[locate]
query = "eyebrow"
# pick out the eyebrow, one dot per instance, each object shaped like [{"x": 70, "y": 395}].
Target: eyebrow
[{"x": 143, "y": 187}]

----------

## WHAT THE TASK ASKS
Edit the rows above so that each occurrence of "eyebrow" becomes "brow", and keep every other character as it is.

## SOLUTION FOR THIS EXERCISE
[locate]
query = "brow"
# pick out the brow, one dot per instance, each object shaped like [{"x": 70, "y": 395}].
Target: brow
[{"x": 143, "y": 187}]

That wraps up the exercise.